[What is expected]:
Here are some entries; quote each one exactly.

Entries from a pointing dataset
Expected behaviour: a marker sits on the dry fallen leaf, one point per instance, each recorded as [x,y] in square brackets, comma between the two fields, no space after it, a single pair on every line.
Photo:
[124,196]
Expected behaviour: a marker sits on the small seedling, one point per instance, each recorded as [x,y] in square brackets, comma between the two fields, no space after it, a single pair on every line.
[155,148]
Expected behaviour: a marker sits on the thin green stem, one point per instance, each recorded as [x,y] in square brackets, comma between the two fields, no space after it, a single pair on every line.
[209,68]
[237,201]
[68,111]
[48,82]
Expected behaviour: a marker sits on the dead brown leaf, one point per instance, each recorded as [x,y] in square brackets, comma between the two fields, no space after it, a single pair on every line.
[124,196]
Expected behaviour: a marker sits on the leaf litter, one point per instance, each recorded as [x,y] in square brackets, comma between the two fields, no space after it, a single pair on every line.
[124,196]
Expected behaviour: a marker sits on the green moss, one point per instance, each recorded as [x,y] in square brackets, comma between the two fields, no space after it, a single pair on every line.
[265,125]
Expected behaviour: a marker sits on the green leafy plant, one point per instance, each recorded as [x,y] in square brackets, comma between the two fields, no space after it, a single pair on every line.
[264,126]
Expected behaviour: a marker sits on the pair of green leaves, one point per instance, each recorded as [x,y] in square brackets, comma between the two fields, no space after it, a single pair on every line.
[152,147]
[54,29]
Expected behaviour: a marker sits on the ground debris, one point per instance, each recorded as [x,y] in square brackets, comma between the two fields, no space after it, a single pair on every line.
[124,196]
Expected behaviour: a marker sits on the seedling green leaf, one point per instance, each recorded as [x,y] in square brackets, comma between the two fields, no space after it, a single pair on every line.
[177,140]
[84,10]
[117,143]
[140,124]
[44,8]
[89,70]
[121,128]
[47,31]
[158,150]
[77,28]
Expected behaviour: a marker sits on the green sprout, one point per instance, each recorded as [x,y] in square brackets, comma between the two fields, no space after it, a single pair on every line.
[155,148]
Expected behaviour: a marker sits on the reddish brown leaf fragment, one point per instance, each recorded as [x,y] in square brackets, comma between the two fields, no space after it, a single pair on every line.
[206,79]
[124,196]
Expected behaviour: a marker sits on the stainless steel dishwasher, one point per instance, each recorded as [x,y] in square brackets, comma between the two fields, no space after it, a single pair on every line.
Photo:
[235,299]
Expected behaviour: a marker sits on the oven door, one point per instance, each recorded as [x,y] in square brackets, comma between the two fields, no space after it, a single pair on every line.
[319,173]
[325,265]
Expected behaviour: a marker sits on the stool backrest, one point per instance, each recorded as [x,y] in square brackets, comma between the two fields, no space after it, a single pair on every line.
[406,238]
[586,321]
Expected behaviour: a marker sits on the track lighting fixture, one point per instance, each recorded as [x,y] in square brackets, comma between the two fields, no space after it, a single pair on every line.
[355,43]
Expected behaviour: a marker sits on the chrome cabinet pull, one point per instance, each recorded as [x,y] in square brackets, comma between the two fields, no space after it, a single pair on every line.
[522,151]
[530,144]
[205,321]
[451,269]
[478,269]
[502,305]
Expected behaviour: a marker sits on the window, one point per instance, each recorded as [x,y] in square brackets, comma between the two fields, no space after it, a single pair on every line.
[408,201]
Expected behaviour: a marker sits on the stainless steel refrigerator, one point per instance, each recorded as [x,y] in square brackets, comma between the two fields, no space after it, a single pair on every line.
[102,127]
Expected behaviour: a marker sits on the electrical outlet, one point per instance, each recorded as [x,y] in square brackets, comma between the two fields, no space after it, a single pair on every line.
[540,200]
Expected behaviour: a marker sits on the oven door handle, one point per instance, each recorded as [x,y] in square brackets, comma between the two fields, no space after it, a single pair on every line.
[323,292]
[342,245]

[Exercise response]:
Expected behaviour: a marker sits on the dry fallen leaf, one point per instance, each recorded as [x,y] in square brackets, comma between the two fields, no space after it, a single pair on every line.
Photo:
[124,196]
Expected behaviour: a marker sits on the small seedling, one point per instance, each recorded as [x,y] in square brackets, comma between the two fields, no space after it, a single pair on every line.
[155,148]
Expected behaviour: a marker sits on the thin green stem, one point per instance, each recorded as [x,y] in square brackets, comma between the two fields, no space after it, a single pair on every line.
[209,68]
[237,201]
[68,111]
[48,82]
Expected behaviour: a marker sits on the dead brown leaf, one point per instance, each recorded as [x,y] in square brackets, comma between the two fields, no space after it, a single pair on every line.
[124,196]
Expected behaviour: a marker sits on the leaf litter, one point per instance, each recorded as [x,y] in square brackets, comma between the two fields, no space after it, a single pair on every line.
[124,196]
Expected behaviour: a marker sits on the green moss, one point per instance, each recorded as [x,y] in square brackets, comma between the two fields, no space after it, a single pair on every line.
[265,125]
Expected behaviour: a marker sits on the green leafy plant, one point per instance, each recorded as [x,y] in square brackets, comma between the two fields, no space after it, a single pair on every line.
[264,126]
Expected behaviour: a marker sits on the pair of green leaves, one point per instance, each recorded as [x,y] in square brackets, comma between the two fields, no space after it, a single pair on every line.
[152,147]
[54,29]
Expected behaviour: a marker sits on the ground debris, one point per instance, each recorded as [x,y] in square brackets, comma between the two fields, no space after it, a single pair on every line.
[124,196]
Expected behaviour: a marker sits on the seedling green leaf, one point per instance, each recorded as [x,y] in square brackets, comma between the two fields, no space after it, a single pair on every line.
[177,140]
[84,10]
[117,143]
[140,124]
[44,8]
[89,70]
[121,128]
[47,31]
[158,150]
[77,28]
Expected behaviour: a marker sits on the green sprout, one point per instance, each recorded as [x,y] in square brackets, comma between the two fields, no space after it, a single pair on every line.
[155,148]
Expected behaviour: a marker sits on the reddish brown leaf fragment, one point per instance, each recorded as [x,y] in square brackets, comma between the two fields, no space after it, a single pair on every line.
[206,79]
[124,196]
Expected behaviour: a marker sits on the stainless steel dishwasher, one point per instance, each recorded as [x,y] in square brackets, comma between the two fields, no space after it, a single pair on every line.
Photo:
[235,299]
Expected behaviour: a marker sits on the oven door, one point per instance, each recorded as [x,y] in square brackets, comma between the two fields, no space after it, a single pair on every line.
[319,173]
[325,265]
Expected behaviour: a marker sits on the stool backrest, one point per instance, each recorded as [x,y] in square brackets, comma between the two fields, no space after it, a single pair on every line.
[406,238]
[586,321]
Expected behaviour: a marker sits on the track lighting fixture, one point per instance, each recorded as [x,y] in square brackets, comma between the two fields, no space after it, a single pair on every line.
[355,43]
Expected behaviour: a marker sits on the chrome cabinet pull, one point per instance, each recorded as [x,y] in square brackets, comma between the two fields, no space after it, a single pair on every line.
[522,151]
[530,144]
[205,321]
[451,269]
[478,269]
[502,305]
Expected behaviour: a marker sits on the window, one point per instance, each recorded as [x,y] in square brackets, comma between the two fields, no space after it, a single pair on every line.
[408,201]
Expected behaviour: a marker sits on the stainless steel refrigerator, one point per instance, each recorded as [x,y] in square brackets, comma between the two fields, no space after it, a single pair on every line.
[102,127]
Expected behaviour: a marker sits on the electrical outlet, one point per instance, each recorded as [x,y] in square brackets, comma between the two fields, no space after it, a single pair on every line.
[540,200]
Expected behaviour: a marker sits on the oven door handle, one point per instance, each recorded as [x,y] in square brackets, comma between the two fields, no space after it, a single pair on every line.
[323,292]
[342,245]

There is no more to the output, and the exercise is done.